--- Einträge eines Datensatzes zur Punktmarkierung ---
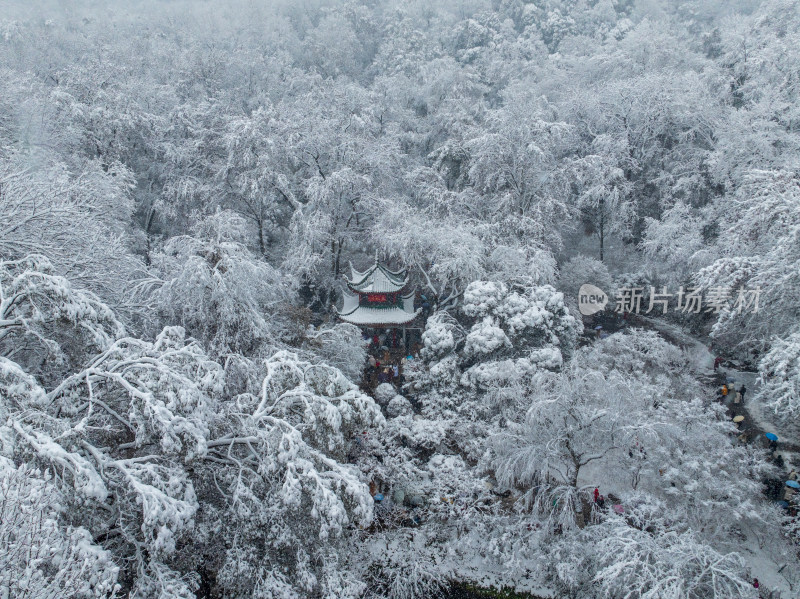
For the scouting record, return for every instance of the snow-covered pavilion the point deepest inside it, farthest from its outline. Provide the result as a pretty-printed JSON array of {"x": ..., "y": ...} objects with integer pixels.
[{"x": 378, "y": 298}]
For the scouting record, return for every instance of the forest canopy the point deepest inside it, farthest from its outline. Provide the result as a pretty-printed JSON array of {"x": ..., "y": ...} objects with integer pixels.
[{"x": 184, "y": 186}]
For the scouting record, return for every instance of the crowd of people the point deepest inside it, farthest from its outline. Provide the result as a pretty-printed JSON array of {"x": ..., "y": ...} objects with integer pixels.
[{"x": 389, "y": 353}]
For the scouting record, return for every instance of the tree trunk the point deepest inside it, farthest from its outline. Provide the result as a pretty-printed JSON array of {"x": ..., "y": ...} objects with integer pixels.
[
  {"x": 261, "y": 245},
  {"x": 602, "y": 227}
]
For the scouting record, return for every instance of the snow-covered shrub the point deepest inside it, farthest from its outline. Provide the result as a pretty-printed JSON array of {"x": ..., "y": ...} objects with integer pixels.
[
  {"x": 41, "y": 556},
  {"x": 384, "y": 393},
  {"x": 399, "y": 406}
]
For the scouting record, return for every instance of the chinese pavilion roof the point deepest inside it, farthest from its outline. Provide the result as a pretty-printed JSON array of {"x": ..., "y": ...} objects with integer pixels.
[
  {"x": 377, "y": 279},
  {"x": 376, "y": 297}
]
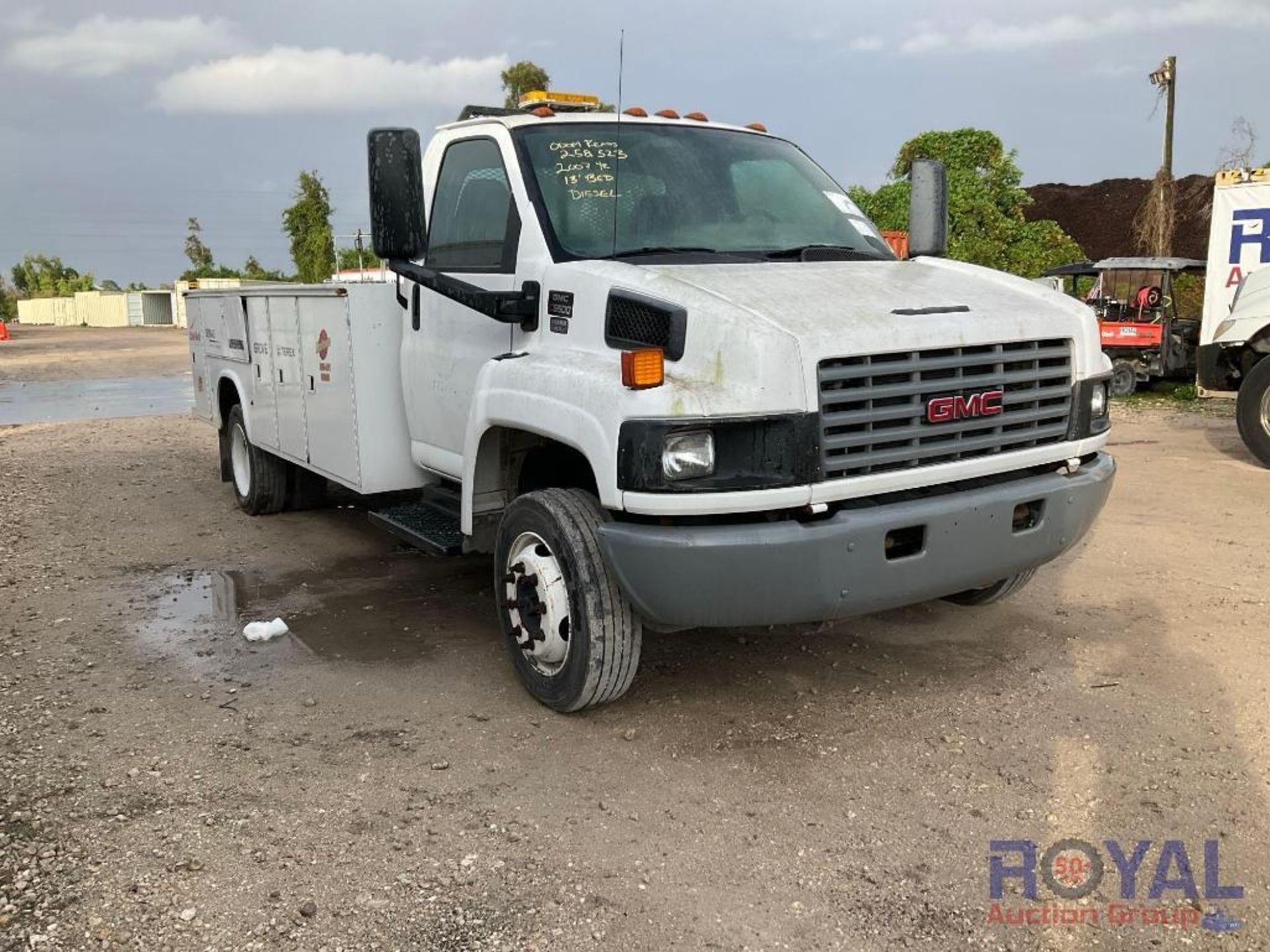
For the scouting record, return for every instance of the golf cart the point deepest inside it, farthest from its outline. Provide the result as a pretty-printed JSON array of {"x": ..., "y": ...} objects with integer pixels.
[{"x": 1142, "y": 331}]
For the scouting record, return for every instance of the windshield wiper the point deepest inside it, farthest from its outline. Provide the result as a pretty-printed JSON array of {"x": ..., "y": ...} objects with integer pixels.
[
  {"x": 662, "y": 251},
  {"x": 849, "y": 254}
]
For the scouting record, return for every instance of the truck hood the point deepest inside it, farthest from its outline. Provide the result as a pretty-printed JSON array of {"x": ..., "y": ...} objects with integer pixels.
[
  {"x": 756, "y": 332},
  {"x": 859, "y": 307}
]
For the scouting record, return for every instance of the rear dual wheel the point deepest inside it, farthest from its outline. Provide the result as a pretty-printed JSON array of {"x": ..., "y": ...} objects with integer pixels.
[
  {"x": 573, "y": 637},
  {"x": 265, "y": 484}
]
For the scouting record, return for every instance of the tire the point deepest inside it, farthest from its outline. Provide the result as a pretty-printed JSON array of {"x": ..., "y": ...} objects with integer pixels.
[
  {"x": 1124, "y": 379},
  {"x": 259, "y": 479},
  {"x": 997, "y": 590},
  {"x": 573, "y": 637},
  {"x": 1253, "y": 411}
]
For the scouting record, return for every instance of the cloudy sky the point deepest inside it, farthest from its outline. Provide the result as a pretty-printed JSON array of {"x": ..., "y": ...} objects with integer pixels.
[{"x": 121, "y": 118}]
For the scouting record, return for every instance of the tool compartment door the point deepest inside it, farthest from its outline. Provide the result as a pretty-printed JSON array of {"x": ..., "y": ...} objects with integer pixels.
[
  {"x": 328, "y": 386},
  {"x": 265, "y": 415},
  {"x": 198, "y": 360},
  {"x": 287, "y": 383}
]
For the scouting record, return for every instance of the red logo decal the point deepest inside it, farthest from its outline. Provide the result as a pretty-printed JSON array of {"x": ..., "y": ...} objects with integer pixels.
[{"x": 990, "y": 403}]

--- ZIEL DER AUFGABE ---
Kopieren Sie sämtliche obigen Einträge Zeile für Zeile unverändert ab. Die Bilder lassen Sie dabei weg.

--- FERTIGE ÜBUNG ---
For the scouting record, return for every instance of the snow-covered pavilion the point deepest inside it, farthest from its outline. Provide the result as a pretty-printed JSON array of {"x": ..., "y": ...} objects with integer pixels.
[{"x": 378, "y": 298}]
For the scouting record, return for every instance of the forest canopy the point deepest inside it, farthest from its outline. Provide the result as a pretty-printed JSON array of {"x": ..., "y": ...} objects with integer pixels.
[{"x": 184, "y": 186}]
For the scouting record, return for every instance of the crowd of people the point deepest inside it, farthest from its outline. Provide the result as a pretty-printed JSON array of {"x": ..., "y": ...} objects with integer pixels.
[{"x": 389, "y": 353}]
For the scouting record, return for every instance of the tree trunk the point deepest inside it, farthest from its outline. Provide the result as a pretty-printed JSON array of {"x": ..., "y": ...} objects with integer pixels.
[
  {"x": 261, "y": 245},
  {"x": 602, "y": 227}
]
For the scouting record, return for every instance of the snow-covered shrub the point deepest inside it, farthest from its outline. Provide the result as a pretty-printed JSON array of {"x": ..., "y": ...} objects with integer pixels.
[
  {"x": 41, "y": 556},
  {"x": 384, "y": 393},
  {"x": 399, "y": 406}
]
For the scouting record, return for every instance of the chinese pavilion roof the point deepest inside it, farthest from its outline. Provide the result as a pretty-printed JSON array of {"x": ..., "y": ...} objects with integer pixels.
[
  {"x": 377, "y": 279},
  {"x": 376, "y": 297}
]
For the scouting record, return for every instance of the golf cart the point deepest inside it, farthest from its outline. Provide the result as a pretty-printed JSON array of {"x": ..., "y": ...} objects with integer pixels.
[{"x": 1142, "y": 331}]
For the scouting record, return for every instance of the windshield wiper the point deepest inside it, farthest from its outline. Provide the result as a pretty-printed JSON array of {"x": ..., "y": ...} objects with integer pixels.
[
  {"x": 662, "y": 251},
  {"x": 849, "y": 254}
]
For the scouting record, return for every instance of the truck hood the point deepest inside it, farthest from its outline. Provide the result as a pretty-printed JSON array of {"x": ..., "y": ...} objects with integer pixels.
[
  {"x": 756, "y": 332},
  {"x": 859, "y": 307}
]
For the scouting record, return for every instance of the rear dual wheel the point deepest inside it, farthest from its outline. Provide the result as a pretty-printed JSON array of {"x": ..., "y": ...} objects with integer pixels.
[
  {"x": 573, "y": 637},
  {"x": 265, "y": 484}
]
For the scouting record, return for every instance of the tire the point deepest inside it, farthest from its outline. Provide the result as a pretty-printed JSON array of {"x": ..., "y": ...} objects with integer pixels.
[
  {"x": 1124, "y": 379},
  {"x": 259, "y": 479},
  {"x": 997, "y": 590},
  {"x": 573, "y": 637},
  {"x": 1253, "y": 411}
]
For the scouting record, return for every instance of the cloudy sky the point deepest inside it, farthest from its outline. Provide the result as a pretty-printed JSON array of {"x": ..., "y": ...} objects with integer pixels.
[{"x": 121, "y": 118}]
For the scouting record, return for every instance of the tool compartment door the point deepest inside it, farthest from its outline. Provide the result as a pretty-printed JSON array of {"x": ..., "y": ...} objects with integer pixels.
[
  {"x": 328, "y": 386},
  {"x": 265, "y": 415},
  {"x": 198, "y": 360},
  {"x": 287, "y": 383}
]
For the scouting record, return for every instance of the red logo decal the point deepest inside it, farthest from its outline. Provide the result as a pretty-printed JSON array of {"x": ..., "y": ...} objects with integer pixels.
[{"x": 990, "y": 403}]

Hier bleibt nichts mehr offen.